• _Work required_
Show each line of the records below that contains the word "Target", copied in full. Case counts.

• _Provided entries_
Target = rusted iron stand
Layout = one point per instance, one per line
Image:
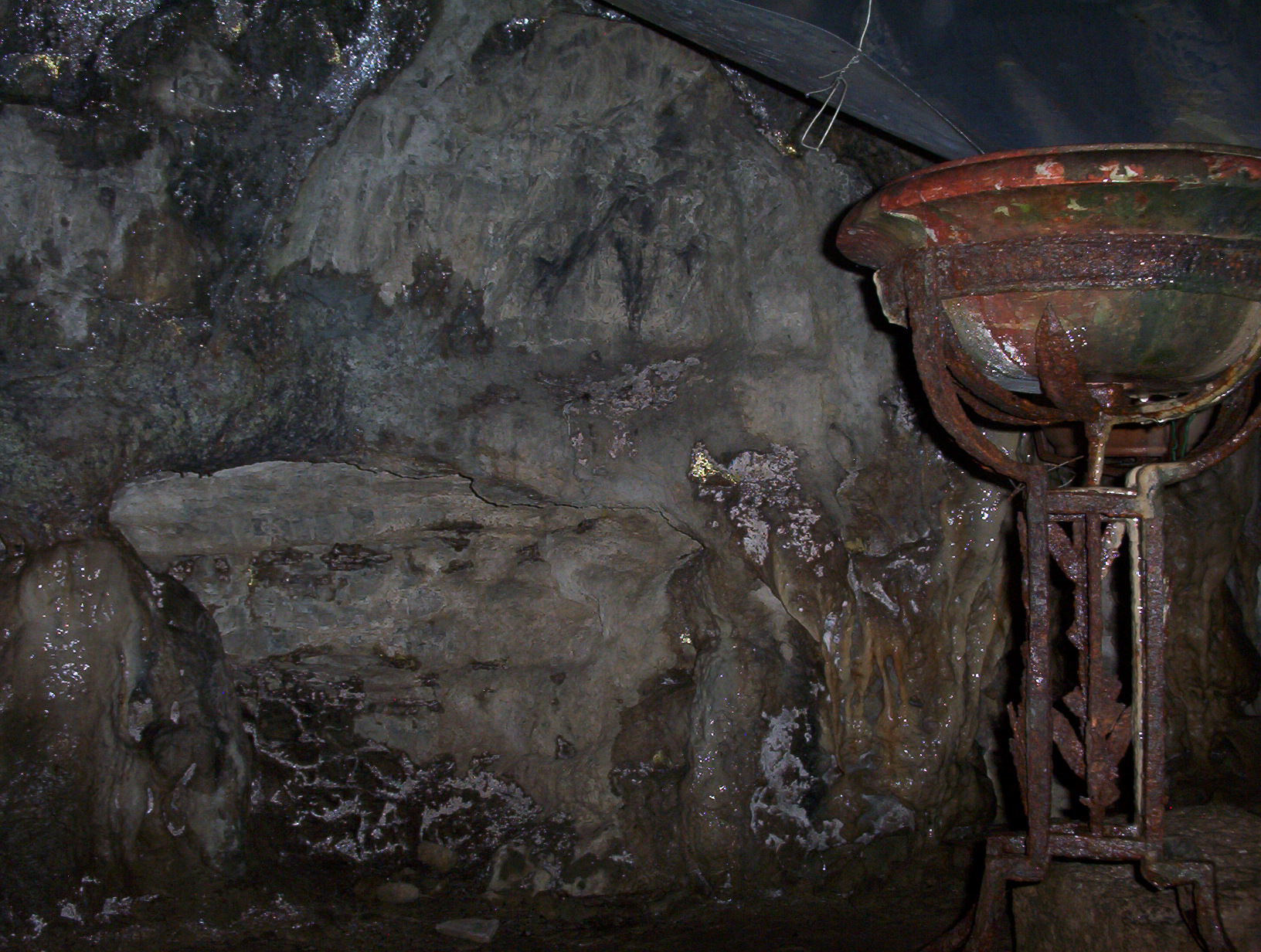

* * *

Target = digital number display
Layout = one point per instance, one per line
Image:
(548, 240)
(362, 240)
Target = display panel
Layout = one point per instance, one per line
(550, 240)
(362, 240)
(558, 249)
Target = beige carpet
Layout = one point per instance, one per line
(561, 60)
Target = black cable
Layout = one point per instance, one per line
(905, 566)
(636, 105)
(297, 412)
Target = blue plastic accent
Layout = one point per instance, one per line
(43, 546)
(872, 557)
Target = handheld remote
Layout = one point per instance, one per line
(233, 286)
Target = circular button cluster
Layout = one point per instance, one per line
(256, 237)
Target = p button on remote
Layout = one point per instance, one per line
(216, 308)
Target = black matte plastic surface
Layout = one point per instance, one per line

• _Exercise answer_
Target = rusted iron stand
Target = digital number display
Target = display panel
Target = beige carpet
Target = black cable
Target = blue plastic accent
Target = handheld remote
Target = circular button cluster
Target = p button on remote
Target = black matte plastic surface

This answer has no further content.